- _PROVIDED ENTRIES_
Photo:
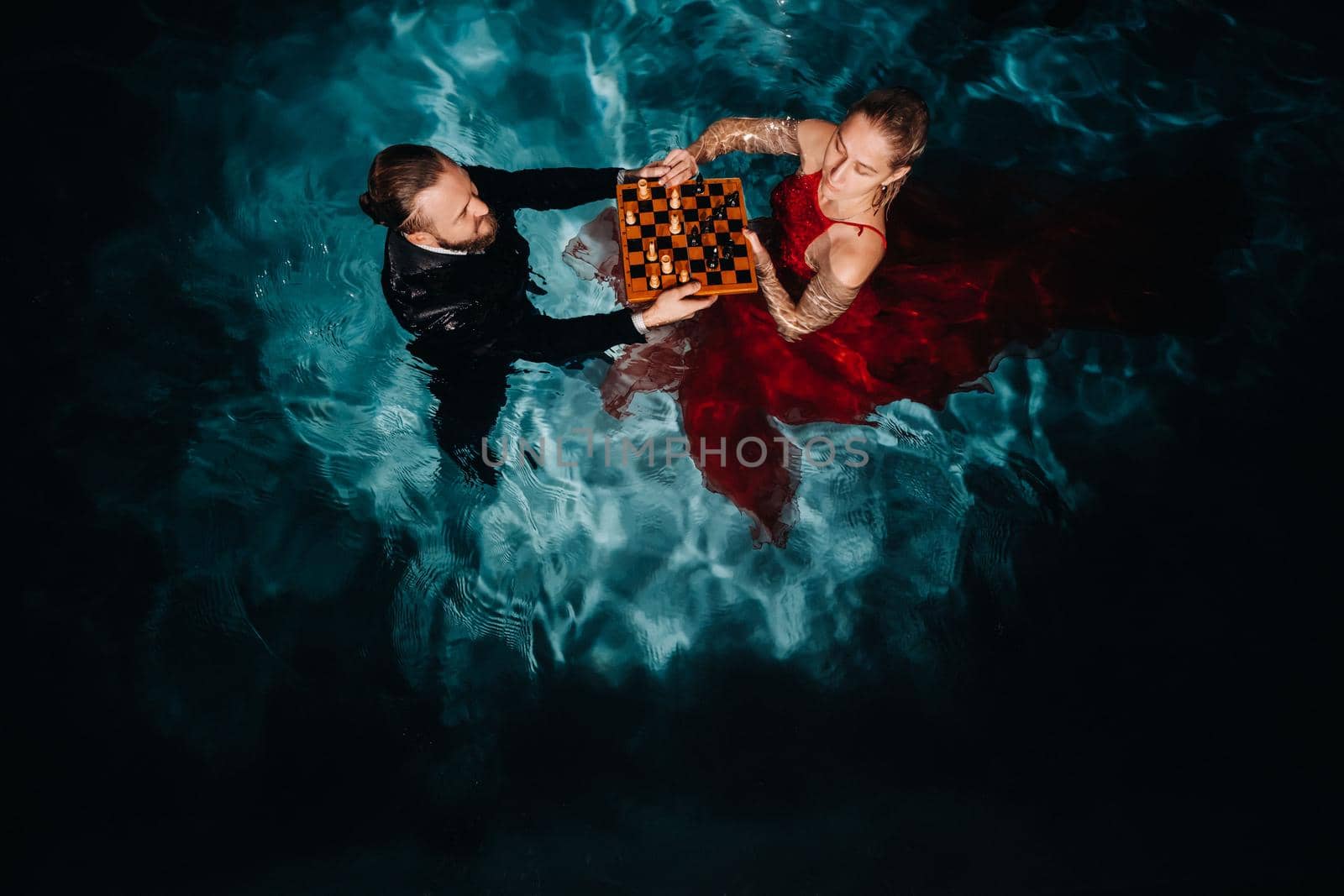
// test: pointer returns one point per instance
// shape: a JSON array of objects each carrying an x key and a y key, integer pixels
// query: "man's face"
[{"x": 456, "y": 212}]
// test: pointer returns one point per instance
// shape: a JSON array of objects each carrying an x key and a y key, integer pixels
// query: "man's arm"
[
  {"x": 544, "y": 188},
  {"x": 538, "y": 338},
  {"x": 555, "y": 340}
]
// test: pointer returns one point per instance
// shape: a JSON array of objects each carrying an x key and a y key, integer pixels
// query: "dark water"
[{"x": 1119, "y": 692}]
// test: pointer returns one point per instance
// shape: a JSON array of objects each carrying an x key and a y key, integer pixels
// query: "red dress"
[{"x": 963, "y": 284}]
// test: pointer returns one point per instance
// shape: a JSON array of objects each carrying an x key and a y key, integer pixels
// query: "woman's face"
[{"x": 858, "y": 160}]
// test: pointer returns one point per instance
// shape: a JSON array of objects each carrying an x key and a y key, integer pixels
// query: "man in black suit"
[{"x": 456, "y": 275}]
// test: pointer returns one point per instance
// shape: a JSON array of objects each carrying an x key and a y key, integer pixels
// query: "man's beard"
[{"x": 477, "y": 244}]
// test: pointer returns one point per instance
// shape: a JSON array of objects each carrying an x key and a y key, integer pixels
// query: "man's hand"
[{"x": 672, "y": 305}]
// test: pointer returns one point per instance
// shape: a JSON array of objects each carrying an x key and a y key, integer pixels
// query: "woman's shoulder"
[
  {"x": 813, "y": 136},
  {"x": 857, "y": 251}
]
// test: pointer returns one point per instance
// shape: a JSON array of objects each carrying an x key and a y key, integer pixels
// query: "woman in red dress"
[{"x": 857, "y": 311}]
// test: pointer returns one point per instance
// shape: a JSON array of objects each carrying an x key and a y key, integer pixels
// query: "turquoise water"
[
  {"x": 315, "y": 542},
  {"x": 616, "y": 569}
]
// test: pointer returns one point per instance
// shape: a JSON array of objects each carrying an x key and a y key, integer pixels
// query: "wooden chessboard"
[{"x": 699, "y": 199}]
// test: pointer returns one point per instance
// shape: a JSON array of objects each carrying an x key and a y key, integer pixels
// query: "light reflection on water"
[{"x": 293, "y": 492}]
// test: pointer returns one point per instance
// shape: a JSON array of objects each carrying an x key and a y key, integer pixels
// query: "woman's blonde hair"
[{"x": 900, "y": 114}]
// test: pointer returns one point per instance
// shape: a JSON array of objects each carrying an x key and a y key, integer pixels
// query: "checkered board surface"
[{"x": 736, "y": 275}]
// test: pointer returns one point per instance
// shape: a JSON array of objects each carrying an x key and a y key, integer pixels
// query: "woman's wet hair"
[
  {"x": 902, "y": 117},
  {"x": 396, "y": 179}
]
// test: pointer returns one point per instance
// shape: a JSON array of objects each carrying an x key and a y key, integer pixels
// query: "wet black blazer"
[{"x": 477, "y": 304}]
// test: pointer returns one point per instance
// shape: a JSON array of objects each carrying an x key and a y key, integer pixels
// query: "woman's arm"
[
  {"x": 774, "y": 136},
  {"x": 826, "y": 297}
]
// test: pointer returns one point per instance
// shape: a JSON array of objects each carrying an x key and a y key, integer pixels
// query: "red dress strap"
[{"x": 853, "y": 223}]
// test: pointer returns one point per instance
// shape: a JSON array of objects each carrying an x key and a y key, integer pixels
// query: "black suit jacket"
[{"x": 477, "y": 305}]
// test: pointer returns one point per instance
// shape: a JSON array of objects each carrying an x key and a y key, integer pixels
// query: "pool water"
[{"x": 985, "y": 600}]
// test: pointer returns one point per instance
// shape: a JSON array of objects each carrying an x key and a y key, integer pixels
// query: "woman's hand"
[
  {"x": 675, "y": 305},
  {"x": 680, "y": 168},
  {"x": 763, "y": 258}
]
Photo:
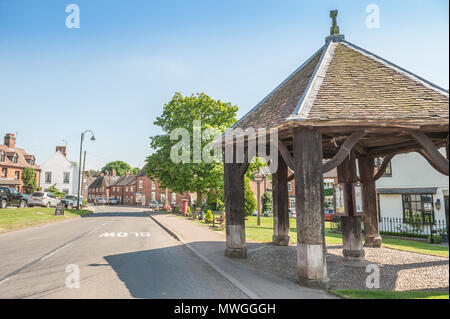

- _WHAT YOU SHOULD DO_
Identify each line in the entries above that contains the word "hair", and copy those lines.

- _SOLUTION BELOW_
// query: "woman's blonde hair"
// query: "woman's wet hair"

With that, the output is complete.